DOCUMENT PASSAGE →

#####

Findings Suggest Strong Link to Insulin Resistance, Obesity

Friday, February 13, 2015

Gale Carey
Gale Carey, professor of nutrition, and her team of researchers found that laboratory rats that were exposed to polybrominated diphenyl ethers, or PBDEs, experienced a disruption in their metabolism that resulted in the development of metabolic obesity and enlarged livers in rats

Chemicals used as synthetic flame retardants that are found in common household items such as couches, carpet padding, and electronics have been found to cause metabolic and liver problems that can lead to insulin resistance, which is a major cause of obesity, according to new research from the University of New Hampshire.

The research was conducted by Gale Carey, professor of nutrition, and is funded by the NH Agricultural Experiment Station at the UNH College of Life Sciences and Agriculture. Carey and her team of researchers found that laboratory rats that were exposed to polybrominated diphenyl ethers, or PBDEs, experienced a disruption in their metabolism that resulted in the development of metabolic obesity and enlarged livers.

“Being obese or overweight increases one's risk of many diseases including Type 2 diabetes, high blood pressure, coronary heart disease, stroke, gall bladder disease, osteoarthritis, sleep apnea and certain cancers,” Carey said. In 2003, overweight and obesity-related medical expenses were 9.1 percent of total U.S. medical expenses at about $80 billion. New Hampshire's portion of this expense was $302 million.

“Despite the plethora of resources devoted to understanding the roles of diet and exercise in the obesity epidemic, this epidemic continues to escalate, suggesting that other environmental factors may be involved. At the biochemical level there is a growing body of experimental evidence suggesting certain environmental chemicals, or ‘obesogens’, could disrupt the body's metabolism and contribute to the obesity epidemic,” she said.

In Carey’s research, fat cells isolated from rats dosed with high levels of flame retardants daily for one month developed a sensitivity to hormones that was similar to the sensitivity experienced by people who are overweight: the fat cells became more sensitive to epinephrine and less sensitive to insulin.

“One of the hallmarks of somebody who is becoming diabetic – and often this accompanies weight gain – is that their fat cells become sluggish in their response to insulin. With epinephrine, the fat cells more easily release the fatty acids into the blood stream and if those fatty acids are not used, they promote insulin resistance,” Carey said.

“Those two features – insulin resistance and epinephrine sensitivity – are two features of fat cells from people who are above normal weight. And that’s what we were seeing in our rats. Even though our rats had not gained weight, they were experiencing ‘metabolic obesity’,” she said.

The cause of the flame retardant-induced insulin resistance is unknown but one possibility is the suppression of a key metabolic enzyme – phosphoenolpyruvate carboxykinase, or PEPCK – in the liver. Carey and her students found that the activity of PEPCK, which is responsible for sugar and fat metabolism, dropped by nearly 50 percent in livers of rats exposed to flame retardants for just one month, compared to controls.

#####

SUPPLIED RECORDS →
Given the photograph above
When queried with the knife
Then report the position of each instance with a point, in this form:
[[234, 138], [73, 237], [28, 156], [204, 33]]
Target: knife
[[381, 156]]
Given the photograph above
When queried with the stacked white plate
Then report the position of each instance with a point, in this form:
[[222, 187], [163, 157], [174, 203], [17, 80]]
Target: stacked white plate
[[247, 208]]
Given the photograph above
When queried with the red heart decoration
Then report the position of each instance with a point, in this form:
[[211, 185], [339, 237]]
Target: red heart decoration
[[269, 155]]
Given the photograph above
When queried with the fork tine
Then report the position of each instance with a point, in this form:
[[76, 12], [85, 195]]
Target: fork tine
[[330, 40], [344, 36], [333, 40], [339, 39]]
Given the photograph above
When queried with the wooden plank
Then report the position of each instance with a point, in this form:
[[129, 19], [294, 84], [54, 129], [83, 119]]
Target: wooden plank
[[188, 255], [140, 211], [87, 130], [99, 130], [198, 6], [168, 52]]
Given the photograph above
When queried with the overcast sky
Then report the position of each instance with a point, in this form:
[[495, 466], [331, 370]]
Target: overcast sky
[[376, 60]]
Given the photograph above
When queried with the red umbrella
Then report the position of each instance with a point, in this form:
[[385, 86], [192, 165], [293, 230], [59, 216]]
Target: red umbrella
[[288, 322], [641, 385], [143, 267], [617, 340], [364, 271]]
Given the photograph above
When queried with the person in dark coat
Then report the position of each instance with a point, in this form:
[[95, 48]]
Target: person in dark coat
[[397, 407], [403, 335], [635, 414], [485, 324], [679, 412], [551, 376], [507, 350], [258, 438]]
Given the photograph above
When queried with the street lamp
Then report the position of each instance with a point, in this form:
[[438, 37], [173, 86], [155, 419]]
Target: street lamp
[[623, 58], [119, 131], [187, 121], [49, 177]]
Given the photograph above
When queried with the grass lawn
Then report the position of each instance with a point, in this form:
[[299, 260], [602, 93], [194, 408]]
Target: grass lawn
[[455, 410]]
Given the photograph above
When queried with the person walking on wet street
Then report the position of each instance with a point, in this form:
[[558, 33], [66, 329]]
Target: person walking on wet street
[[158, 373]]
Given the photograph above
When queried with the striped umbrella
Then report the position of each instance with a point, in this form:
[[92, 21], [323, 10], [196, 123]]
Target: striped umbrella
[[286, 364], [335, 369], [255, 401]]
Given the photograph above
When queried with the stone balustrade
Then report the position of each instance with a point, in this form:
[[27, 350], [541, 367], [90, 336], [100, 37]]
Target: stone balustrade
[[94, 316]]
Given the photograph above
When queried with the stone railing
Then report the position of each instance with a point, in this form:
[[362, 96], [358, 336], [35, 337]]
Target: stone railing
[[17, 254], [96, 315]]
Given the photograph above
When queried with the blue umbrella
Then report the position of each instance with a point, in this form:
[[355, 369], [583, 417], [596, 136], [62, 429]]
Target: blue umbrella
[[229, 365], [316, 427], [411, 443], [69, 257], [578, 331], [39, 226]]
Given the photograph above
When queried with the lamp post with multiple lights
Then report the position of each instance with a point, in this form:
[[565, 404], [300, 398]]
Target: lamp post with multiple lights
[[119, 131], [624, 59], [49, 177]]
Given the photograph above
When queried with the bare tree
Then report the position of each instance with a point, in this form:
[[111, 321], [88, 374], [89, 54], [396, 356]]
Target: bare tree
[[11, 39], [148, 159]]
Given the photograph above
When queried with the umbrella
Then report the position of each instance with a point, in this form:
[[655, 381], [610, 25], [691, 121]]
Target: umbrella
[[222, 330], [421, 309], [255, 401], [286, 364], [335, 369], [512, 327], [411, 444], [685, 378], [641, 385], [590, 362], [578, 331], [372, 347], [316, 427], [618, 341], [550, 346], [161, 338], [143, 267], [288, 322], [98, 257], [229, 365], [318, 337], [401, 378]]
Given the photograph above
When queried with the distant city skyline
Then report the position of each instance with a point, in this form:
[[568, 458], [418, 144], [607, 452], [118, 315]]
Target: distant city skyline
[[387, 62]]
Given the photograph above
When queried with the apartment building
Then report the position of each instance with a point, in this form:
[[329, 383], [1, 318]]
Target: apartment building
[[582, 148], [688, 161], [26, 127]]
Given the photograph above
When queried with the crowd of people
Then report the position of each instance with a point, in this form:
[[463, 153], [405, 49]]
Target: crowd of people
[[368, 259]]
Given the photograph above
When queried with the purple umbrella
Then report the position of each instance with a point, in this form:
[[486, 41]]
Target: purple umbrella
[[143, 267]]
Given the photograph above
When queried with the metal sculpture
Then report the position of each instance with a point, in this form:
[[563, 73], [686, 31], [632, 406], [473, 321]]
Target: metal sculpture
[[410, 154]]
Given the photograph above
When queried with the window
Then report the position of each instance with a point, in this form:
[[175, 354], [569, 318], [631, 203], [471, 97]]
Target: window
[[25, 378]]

#####

PROBLEM DETAILS → Pick up the news article on flame retardants and insulin resistance after its last sentence and carry it forward.

SOLVED EXERCISE →
“Because PEPCK regulates production of the backbone of the fat molecule, if the backbone isn’t made, the fatty acids that usually attach to this backbone have nothing to attach to. Their levels can rise in the liver and the blood. And it is elevated fatty acids that can lead to insulin resistance,” Carey explained. Indeed, the lab’s most recent findings demonstrated that the ability to create the backbone for the fat molecule was suppressed by 42 percent in liver tissue from rats treated with flame retardants compared to controls. In addition, rats exposed to flame retardants were found to have livers that were significantly larger than livers of rats that had not been exposed.

For more than ten years, Carey and more than a dozen graduate and undergraduate students have collaborated with researchers from several universities and industries across the nation to examine the persistent organic environmental chemicals that could impact human health. “The average person probably has about 300 chemicals in her body that are man made,” Carey said.

In a previous study, Carey and a graduate student examined the amount of flame retardant chemicals in breast milk. They found that the levels of these chemicals in breast milk are about two orders of magnitude greater than in European countries that do not allow the use of flame retardant chemicals.

Carey will discuss sugar metabolism at the Nashua Science Café New Hampshire as part of a program titled “The Science of Sugar” on Wednesday, Feb. 18, 2015. The free, two-hour event starts at 6 p.m. and will be held at Killarney’s Irish Pub in Nashua. 

Founded in 1887, the NH Agricultural Experiment Station at theUNH College of Life Sciences and Agriculture is UNH’s original research center and an elemental component of New Hampshire's land-grant university heritage and mission. We steward federal and state funding to provide unbiased and objective research concerning diverse aspects of sustainable agriculture and foods, aquaculture, forest management, and related wildlife, natural resources and rural community topics. We maintain the Woodman and Kingman agronomy and horticultural farms, the Macfarlane Greenhouses, the Fairchild Dairy Teaching and Research Center, and the Organic Dairy Research Farm. Additional properties also provide forage, forests and woodlands in direct support to research, teaching, and outreach.